■ **INSTRUCTION**
Which of the lines below contain the word "black"? Pull out each such line and copy it in full.

■ **ROWS**
..........
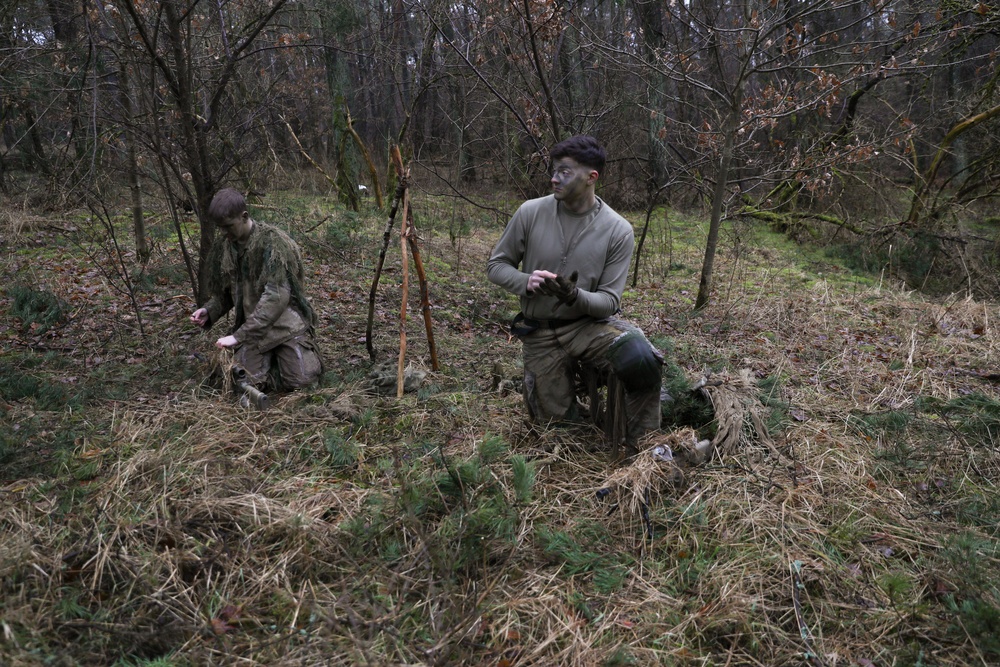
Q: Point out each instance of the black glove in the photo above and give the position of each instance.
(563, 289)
..........
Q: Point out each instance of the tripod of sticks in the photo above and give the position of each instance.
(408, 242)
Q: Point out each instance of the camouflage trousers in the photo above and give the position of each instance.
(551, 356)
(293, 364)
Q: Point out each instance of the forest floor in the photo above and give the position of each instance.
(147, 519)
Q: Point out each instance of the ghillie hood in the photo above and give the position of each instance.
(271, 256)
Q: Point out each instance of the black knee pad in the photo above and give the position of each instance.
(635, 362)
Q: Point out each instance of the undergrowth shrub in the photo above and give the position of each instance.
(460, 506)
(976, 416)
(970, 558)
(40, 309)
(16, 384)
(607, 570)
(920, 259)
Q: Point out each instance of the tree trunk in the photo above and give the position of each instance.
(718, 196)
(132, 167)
..........
■ **ANSWER FOR THIS EXERCISE**
Q: Point out each instance of the black glove in the photo above and give the position of each instance.
Q: Point out each instance of the black knee pad in the photo above and give the position of each instance.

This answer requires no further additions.